» **Problem to work on**
List every line in the rows below that contains the string "brown", matching its case exactly.

» **Location identification entries**
>>>

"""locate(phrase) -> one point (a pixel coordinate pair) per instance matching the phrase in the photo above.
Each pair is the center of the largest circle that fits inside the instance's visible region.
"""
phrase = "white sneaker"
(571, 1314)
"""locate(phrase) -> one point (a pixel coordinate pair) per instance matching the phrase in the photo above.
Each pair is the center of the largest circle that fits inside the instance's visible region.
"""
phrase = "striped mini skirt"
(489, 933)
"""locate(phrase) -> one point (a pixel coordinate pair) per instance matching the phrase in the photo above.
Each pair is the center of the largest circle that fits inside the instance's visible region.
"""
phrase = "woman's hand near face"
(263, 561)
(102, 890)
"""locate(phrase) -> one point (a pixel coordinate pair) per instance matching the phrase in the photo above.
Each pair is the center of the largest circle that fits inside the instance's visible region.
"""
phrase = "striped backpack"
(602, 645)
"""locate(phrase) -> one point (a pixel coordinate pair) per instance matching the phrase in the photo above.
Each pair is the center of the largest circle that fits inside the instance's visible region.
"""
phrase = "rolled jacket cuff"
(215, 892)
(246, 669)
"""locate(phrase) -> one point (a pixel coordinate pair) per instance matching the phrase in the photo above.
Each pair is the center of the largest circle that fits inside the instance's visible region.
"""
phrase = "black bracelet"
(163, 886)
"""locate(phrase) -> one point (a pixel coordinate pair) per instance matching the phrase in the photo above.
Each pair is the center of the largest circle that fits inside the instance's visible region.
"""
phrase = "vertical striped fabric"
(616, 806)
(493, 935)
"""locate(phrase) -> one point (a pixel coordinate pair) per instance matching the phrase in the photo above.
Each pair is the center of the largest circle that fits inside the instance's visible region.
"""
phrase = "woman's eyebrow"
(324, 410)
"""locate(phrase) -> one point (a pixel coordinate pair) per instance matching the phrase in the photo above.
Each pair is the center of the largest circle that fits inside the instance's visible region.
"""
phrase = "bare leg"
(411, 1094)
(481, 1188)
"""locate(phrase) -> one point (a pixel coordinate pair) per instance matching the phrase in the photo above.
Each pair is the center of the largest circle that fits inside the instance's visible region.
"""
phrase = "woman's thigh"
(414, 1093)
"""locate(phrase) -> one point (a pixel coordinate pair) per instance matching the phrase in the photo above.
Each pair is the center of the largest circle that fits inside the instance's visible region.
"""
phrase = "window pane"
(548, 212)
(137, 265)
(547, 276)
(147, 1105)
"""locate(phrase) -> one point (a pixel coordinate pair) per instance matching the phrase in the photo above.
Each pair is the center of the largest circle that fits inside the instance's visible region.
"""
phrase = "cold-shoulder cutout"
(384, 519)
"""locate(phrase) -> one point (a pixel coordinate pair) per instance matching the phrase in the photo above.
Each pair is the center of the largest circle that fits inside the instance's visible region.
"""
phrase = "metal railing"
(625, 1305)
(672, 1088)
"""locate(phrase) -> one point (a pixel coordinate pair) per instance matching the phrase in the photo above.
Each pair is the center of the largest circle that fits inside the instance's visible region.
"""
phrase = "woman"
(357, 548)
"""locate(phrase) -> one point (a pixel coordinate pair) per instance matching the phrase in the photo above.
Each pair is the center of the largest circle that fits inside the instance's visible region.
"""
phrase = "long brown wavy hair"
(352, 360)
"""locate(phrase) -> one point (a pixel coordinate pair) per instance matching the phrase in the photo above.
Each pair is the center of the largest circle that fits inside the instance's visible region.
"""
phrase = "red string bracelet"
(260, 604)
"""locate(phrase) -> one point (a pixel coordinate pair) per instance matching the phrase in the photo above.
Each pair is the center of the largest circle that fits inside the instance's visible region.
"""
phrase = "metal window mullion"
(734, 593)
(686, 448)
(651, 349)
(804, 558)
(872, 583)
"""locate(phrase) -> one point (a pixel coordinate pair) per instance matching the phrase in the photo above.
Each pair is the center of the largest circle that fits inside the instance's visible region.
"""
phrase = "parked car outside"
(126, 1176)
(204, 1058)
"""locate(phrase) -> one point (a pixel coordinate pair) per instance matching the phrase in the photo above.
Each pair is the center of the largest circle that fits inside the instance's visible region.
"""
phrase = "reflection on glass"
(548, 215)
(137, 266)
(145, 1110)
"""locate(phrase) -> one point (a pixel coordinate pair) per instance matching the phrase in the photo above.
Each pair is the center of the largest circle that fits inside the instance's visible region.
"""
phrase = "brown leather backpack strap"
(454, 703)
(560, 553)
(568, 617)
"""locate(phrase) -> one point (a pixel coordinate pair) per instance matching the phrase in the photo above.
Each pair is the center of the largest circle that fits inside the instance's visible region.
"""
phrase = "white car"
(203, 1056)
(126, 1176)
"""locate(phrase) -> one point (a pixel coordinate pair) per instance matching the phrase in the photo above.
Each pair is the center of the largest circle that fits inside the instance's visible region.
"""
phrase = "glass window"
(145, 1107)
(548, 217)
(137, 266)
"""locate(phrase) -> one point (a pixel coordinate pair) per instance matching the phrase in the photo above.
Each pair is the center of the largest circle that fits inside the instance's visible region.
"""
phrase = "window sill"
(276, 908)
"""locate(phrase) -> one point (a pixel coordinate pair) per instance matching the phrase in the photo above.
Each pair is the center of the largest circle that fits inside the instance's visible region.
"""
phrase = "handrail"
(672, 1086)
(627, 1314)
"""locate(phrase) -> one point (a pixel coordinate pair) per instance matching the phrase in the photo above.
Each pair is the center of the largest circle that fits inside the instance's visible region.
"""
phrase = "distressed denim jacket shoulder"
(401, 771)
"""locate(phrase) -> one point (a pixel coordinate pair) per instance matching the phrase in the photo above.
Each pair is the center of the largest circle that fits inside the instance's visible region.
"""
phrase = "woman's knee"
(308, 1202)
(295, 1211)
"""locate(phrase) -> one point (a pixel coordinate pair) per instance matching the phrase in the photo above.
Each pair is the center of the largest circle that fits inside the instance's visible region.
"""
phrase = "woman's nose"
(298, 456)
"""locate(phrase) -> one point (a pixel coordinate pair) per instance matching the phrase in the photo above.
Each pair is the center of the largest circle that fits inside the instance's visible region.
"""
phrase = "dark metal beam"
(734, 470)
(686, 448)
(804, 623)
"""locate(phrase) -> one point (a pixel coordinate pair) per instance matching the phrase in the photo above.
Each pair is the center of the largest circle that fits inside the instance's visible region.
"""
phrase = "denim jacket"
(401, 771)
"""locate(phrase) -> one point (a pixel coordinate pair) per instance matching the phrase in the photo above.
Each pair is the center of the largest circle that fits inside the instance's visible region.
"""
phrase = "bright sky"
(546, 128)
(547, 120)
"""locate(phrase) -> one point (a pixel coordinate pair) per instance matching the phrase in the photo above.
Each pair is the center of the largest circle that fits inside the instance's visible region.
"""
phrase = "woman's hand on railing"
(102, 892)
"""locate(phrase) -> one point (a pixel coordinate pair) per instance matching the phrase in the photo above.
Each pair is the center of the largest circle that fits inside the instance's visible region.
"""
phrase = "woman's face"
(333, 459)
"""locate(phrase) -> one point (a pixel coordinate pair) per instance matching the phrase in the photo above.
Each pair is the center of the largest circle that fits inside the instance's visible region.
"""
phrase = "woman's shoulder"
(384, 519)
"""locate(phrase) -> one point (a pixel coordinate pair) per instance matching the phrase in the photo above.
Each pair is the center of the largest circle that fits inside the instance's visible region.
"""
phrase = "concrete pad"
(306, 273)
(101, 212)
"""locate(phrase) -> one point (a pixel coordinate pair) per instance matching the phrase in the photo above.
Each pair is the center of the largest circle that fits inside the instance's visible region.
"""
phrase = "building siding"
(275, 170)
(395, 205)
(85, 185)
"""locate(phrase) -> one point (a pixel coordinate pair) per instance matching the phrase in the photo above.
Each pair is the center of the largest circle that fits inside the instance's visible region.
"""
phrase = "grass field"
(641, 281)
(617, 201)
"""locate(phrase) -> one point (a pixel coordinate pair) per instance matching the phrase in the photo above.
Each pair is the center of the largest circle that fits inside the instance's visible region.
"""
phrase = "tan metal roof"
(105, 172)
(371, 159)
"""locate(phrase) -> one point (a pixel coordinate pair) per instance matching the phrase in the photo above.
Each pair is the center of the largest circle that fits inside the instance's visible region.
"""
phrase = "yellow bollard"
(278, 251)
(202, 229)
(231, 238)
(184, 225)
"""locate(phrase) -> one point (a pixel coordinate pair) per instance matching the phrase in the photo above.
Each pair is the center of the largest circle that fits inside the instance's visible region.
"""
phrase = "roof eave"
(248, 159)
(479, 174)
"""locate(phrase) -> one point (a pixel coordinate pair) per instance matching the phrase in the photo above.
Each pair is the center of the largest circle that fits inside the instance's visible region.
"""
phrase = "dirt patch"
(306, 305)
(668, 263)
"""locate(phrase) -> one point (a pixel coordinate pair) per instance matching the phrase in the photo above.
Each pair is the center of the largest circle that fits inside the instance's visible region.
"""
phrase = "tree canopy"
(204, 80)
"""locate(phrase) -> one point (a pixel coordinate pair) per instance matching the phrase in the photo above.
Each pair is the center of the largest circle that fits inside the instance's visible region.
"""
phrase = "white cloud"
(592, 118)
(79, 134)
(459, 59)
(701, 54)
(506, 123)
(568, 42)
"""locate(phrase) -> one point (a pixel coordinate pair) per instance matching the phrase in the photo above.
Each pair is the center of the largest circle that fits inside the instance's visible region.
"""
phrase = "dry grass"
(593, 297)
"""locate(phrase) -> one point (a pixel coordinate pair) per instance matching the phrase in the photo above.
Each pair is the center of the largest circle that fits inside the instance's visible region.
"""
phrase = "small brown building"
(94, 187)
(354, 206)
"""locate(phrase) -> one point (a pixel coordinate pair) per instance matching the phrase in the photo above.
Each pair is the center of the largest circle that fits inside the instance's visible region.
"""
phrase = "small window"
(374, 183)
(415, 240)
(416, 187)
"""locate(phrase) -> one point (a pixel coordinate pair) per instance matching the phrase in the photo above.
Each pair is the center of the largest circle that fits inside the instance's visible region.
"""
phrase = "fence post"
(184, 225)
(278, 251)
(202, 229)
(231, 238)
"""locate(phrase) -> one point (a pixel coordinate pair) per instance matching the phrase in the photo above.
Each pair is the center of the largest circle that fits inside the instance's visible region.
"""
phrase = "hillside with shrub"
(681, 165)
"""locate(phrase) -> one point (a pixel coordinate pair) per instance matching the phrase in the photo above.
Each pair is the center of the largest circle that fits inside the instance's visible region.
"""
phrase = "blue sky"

<<<

» **The result**
phrase = "long brown wavy hair"
phrase = "brown leather backpack strap"
phrase = "small brown building"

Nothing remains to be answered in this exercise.